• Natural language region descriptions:

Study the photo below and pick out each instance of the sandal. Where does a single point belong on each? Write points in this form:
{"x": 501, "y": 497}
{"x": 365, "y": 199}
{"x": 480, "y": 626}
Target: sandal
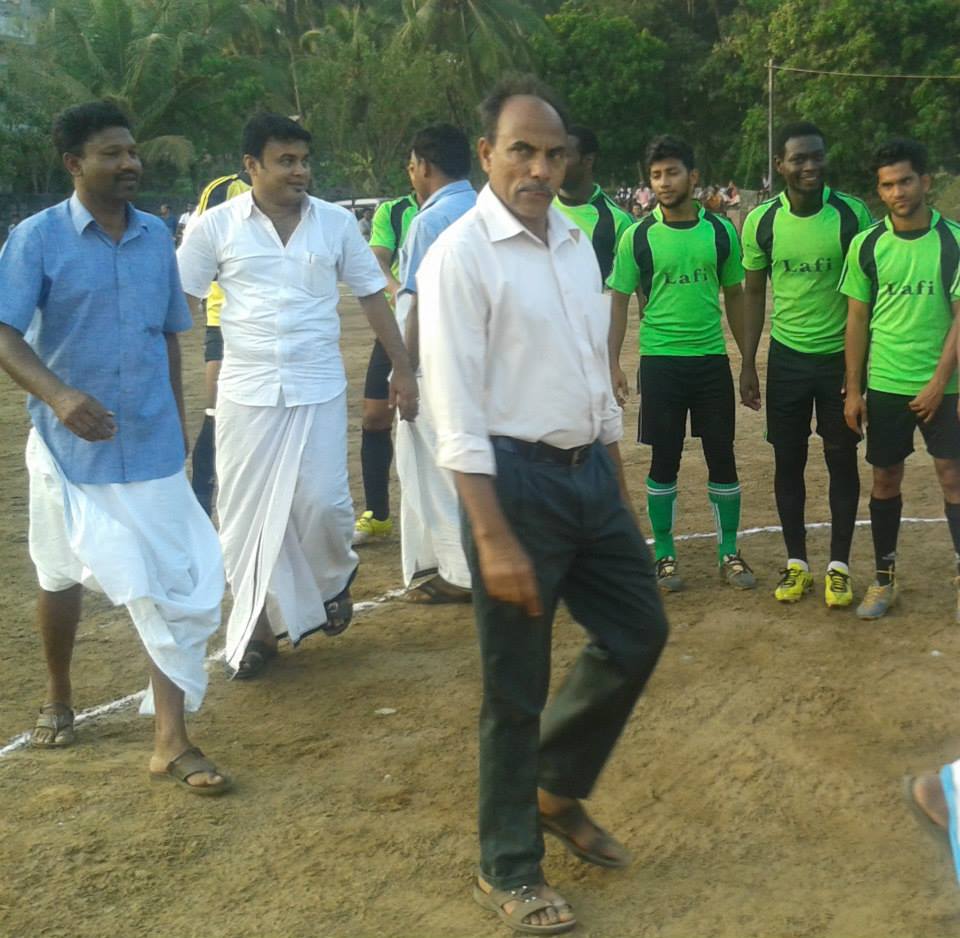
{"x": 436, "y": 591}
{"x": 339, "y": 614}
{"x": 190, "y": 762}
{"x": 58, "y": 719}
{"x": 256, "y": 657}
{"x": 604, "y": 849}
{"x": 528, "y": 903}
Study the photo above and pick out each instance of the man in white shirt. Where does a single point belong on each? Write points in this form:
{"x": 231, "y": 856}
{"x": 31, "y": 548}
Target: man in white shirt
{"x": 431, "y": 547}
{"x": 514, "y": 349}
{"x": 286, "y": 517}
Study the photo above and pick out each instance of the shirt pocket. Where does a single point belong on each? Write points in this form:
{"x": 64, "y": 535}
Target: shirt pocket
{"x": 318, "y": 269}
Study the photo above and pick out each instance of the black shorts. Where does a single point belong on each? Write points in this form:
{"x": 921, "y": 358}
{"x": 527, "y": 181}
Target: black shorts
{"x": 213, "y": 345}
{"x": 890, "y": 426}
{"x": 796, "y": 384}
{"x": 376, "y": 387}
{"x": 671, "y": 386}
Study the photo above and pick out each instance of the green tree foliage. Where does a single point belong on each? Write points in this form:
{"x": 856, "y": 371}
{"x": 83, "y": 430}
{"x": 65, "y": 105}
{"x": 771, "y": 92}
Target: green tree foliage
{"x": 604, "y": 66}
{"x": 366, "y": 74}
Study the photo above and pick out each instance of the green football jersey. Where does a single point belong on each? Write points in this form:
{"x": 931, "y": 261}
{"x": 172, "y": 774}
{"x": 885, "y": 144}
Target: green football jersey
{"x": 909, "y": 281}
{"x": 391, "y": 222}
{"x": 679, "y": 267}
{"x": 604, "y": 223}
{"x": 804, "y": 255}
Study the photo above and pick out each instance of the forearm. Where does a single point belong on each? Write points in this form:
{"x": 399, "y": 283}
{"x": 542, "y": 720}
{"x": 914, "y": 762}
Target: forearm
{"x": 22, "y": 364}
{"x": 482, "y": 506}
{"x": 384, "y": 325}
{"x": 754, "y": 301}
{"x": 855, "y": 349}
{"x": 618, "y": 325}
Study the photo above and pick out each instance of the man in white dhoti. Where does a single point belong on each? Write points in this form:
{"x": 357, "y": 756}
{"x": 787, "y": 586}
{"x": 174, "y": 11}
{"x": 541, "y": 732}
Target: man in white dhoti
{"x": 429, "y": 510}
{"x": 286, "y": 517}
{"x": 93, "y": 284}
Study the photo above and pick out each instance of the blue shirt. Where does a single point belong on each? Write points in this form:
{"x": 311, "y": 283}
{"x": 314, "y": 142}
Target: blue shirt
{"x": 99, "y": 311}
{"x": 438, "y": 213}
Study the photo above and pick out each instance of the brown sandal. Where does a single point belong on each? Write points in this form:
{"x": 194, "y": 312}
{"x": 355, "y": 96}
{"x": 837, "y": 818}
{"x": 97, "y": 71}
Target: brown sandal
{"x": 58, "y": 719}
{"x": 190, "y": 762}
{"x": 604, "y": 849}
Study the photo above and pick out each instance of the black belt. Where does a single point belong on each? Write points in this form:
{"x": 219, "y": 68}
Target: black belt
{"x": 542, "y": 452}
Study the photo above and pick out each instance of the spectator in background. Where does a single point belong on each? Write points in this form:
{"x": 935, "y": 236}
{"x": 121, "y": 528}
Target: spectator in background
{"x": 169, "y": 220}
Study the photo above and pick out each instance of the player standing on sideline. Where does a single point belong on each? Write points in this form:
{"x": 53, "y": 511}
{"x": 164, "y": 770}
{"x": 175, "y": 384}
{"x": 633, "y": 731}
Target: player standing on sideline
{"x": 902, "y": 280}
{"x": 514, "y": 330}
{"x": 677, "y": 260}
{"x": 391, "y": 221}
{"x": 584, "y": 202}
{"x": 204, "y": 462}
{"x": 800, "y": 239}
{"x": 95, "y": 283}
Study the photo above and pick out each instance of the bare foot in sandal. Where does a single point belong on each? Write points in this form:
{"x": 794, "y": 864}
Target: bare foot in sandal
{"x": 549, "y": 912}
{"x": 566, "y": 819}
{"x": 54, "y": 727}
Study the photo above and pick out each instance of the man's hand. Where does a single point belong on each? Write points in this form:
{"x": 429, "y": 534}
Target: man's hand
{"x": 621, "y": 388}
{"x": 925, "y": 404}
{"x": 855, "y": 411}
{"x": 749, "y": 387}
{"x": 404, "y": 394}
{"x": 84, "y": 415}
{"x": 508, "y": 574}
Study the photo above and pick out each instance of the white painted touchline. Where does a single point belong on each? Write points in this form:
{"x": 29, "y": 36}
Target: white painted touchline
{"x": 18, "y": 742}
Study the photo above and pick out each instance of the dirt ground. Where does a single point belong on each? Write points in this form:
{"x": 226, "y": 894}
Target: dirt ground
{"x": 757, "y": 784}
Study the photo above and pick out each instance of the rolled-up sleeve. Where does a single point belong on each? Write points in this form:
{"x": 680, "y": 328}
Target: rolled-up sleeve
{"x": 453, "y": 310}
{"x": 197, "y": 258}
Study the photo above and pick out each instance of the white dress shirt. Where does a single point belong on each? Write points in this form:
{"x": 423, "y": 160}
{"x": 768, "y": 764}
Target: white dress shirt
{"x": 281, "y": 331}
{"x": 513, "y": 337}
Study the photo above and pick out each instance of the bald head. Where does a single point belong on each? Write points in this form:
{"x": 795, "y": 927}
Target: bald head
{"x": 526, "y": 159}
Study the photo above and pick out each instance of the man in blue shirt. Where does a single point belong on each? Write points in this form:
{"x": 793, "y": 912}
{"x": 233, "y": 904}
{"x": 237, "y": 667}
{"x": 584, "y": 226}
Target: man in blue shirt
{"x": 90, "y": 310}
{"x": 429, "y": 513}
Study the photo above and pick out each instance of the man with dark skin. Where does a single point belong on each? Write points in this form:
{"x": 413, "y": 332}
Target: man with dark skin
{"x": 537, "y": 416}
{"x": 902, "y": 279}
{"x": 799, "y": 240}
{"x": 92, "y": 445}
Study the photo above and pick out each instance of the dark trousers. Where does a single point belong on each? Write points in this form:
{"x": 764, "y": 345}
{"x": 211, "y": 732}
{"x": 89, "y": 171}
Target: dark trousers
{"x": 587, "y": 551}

• Assignment:
Where a record holds a picture, leave the picture out and restate the rest word for word.

• Response to this task:
Study the photo below and pick out each instance of the sandal. Where does a single point belong on each? Write points in this form:
{"x": 501, "y": 497}
{"x": 365, "y": 199}
{"x": 480, "y": 626}
Target: sandal
{"x": 436, "y": 591}
{"x": 339, "y": 614}
{"x": 190, "y": 762}
{"x": 58, "y": 719}
{"x": 256, "y": 657}
{"x": 604, "y": 849}
{"x": 528, "y": 903}
Study the photo above and pick out each instance of the man in white shirt. Where does a single point belong on each? Write points in this form:
{"x": 231, "y": 856}
{"x": 31, "y": 548}
Target: man in white shirt
{"x": 431, "y": 547}
{"x": 514, "y": 349}
{"x": 286, "y": 517}
Study the photo above and pick out each instance of the shirt pocket. Where does a single point belong on each? Write points in this form:
{"x": 64, "y": 535}
Target: shirt pocket
{"x": 318, "y": 269}
Study the photo above and pick out each instance of the black shorts. Where does a single point belong on each? Write points in this form:
{"x": 921, "y": 358}
{"x": 527, "y": 181}
Target: black shorts
{"x": 213, "y": 345}
{"x": 890, "y": 426}
{"x": 796, "y": 384}
{"x": 376, "y": 387}
{"x": 671, "y": 386}
Study the photo above and pick out each instance of the green tree foliage. Where does a single point belong on each? Write points in this form:
{"x": 856, "y": 371}
{"x": 83, "y": 430}
{"x": 65, "y": 105}
{"x": 771, "y": 92}
Target: green tree foliage
{"x": 604, "y": 66}
{"x": 366, "y": 74}
Study the photo above and pick out each instance of the green football jersey. Where does a single point belong on each? Write points in this form:
{"x": 931, "y": 261}
{"x": 172, "y": 774}
{"x": 885, "y": 144}
Target: green football jersey
{"x": 909, "y": 281}
{"x": 391, "y": 222}
{"x": 679, "y": 267}
{"x": 604, "y": 223}
{"x": 804, "y": 255}
Study the photo above and pick out each instance of the forearm. Where does a single point belong on each? Write points in this form:
{"x": 399, "y": 283}
{"x": 542, "y": 720}
{"x": 914, "y": 762}
Target: forearm
{"x": 22, "y": 364}
{"x": 482, "y": 506}
{"x": 384, "y": 325}
{"x": 754, "y": 301}
{"x": 855, "y": 349}
{"x": 618, "y": 325}
Study the photo above and pick out each instance of the man in white dhoti. Where does a single point belong on each? Write points in this form:
{"x": 357, "y": 756}
{"x": 787, "y": 586}
{"x": 174, "y": 11}
{"x": 541, "y": 732}
Target: man in white dhoti
{"x": 429, "y": 510}
{"x": 286, "y": 517}
{"x": 93, "y": 284}
Study the photo above and pick out each instance of the blue shirt. Where does a single point belong on each? Write points in this form:
{"x": 311, "y": 283}
{"x": 314, "y": 142}
Target: blue shirt
{"x": 99, "y": 311}
{"x": 438, "y": 213}
Study the photo above and pick out each instance of the brown sandal. Where does a single point belong on each? Write points in this form:
{"x": 194, "y": 312}
{"x": 355, "y": 96}
{"x": 837, "y": 818}
{"x": 97, "y": 71}
Target: brown sandal
{"x": 58, "y": 719}
{"x": 190, "y": 762}
{"x": 604, "y": 849}
Study the photo above and pick out each instance of the black belt. Where does a single point belong on each? Write points in this form:
{"x": 219, "y": 68}
Target: black belt
{"x": 542, "y": 452}
Study the photo above and pick out each instance of the spectator in background. Where does a single point belong on each? Write points in this form:
{"x": 935, "y": 236}
{"x": 121, "y": 528}
Target: spectator in background
{"x": 169, "y": 220}
Study the photo above and pick out each instance of the player standing on sideline. Where does a single point belong on each? Write points in this form:
{"x": 53, "y": 511}
{"x": 164, "y": 770}
{"x": 175, "y": 384}
{"x": 633, "y": 731}
Target: player standing on sideline
{"x": 902, "y": 280}
{"x": 514, "y": 330}
{"x": 677, "y": 260}
{"x": 391, "y": 221}
{"x": 584, "y": 202}
{"x": 204, "y": 462}
{"x": 800, "y": 239}
{"x": 95, "y": 283}
Study the photo above and pick out each instance of the bare foot in sandal. Where does a single point belong on each? Write points in this form:
{"x": 794, "y": 864}
Target: bare foot in sandal
{"x": 549, "y": 912}
{"x": 566, "y": 819}
{"x": 54, "y": 727}
Study the photo above and pick out each instance of the man's hand. Where does a single point belong on each? Write points in this form:
{"x": 429, "y": 534}
Target: man's hand
{"x": 621, "y": 388}
{"x": 925, "y": 404}
{"x": 855, "y": 411}
{"x": 749, "y": 387}
{"x": 404, "y": 394}
{"x": 84, "y": 415}
{"x": 508, "y": 574}
Study the photo above and pick out each instance of the white painted touchline. Where does a single point belong on each? Write points in this form:
{"x": 29, "y": 36}
Target: white painted touchline
{"x": 18, "y": 742}
Study the photo above and pick out each instance of the dirt ground. Where does a single point belong on each? Write points in this form:
{"x": 226, "y": 894}
Target: dirt ground
{"x": 757, "y": 784}
Study the photo above and pick out each instance of the rolled-up sleeve. Where does a single point belong on each? Write points in this form:
{"x": 680, "y": 328}
Target: rolled-up sleeve
{"x": 453, "y": 310}
{"x": 197, "y": 258}
Study the photo above and pick out each instance of the white dress shirt. Where does a single point belong on each? Write points in this form:
{"x": 423, "y": 160}
{"x": 768, "y": 764}
Target: white dress shirt
{"x": 281, "y": 331}
{"x": 513, "y": 337}
Study the photo above and pick out each instance of the bald head. Where does a single point belong on each? Write points in this form:
{"x": 795, "y": 927}
Target: bald head
{"x": 526, "y": 159}
Study the photo above and pick out each instance of the man in blue shirt. Where does a single point belong on each? Write points in this form:
{"x": 793, "y": 912}
{"x": 233, "y": 904}
{"x": 237, "y": 667}
{"x": 584, "y": 226}
Target: man in blue shirt
{"x": 90, "y": 310}
{"x": 429, "y": 513}
Study the photo above and pick out each instance of the man with dark skin. Where does a single point belong on each? Write points in this form:
{"x": 413, "y": 332}
Target: man with dark skin
{"x": 537, "y": 416}
{"x": 902, "y": 279}
{"x": 799, "y": 240}
{"x": 92, "y": 445}
Study the photo above and pick out each instance of the dark trousers. Where does a single point belong on each? Write points in this form:
{"x": 764, "y": 345}
{"x": 211, "y": 732}
{"x": 89, "y": 171}
Target: dark trousers
{"x": 587, "y": 551}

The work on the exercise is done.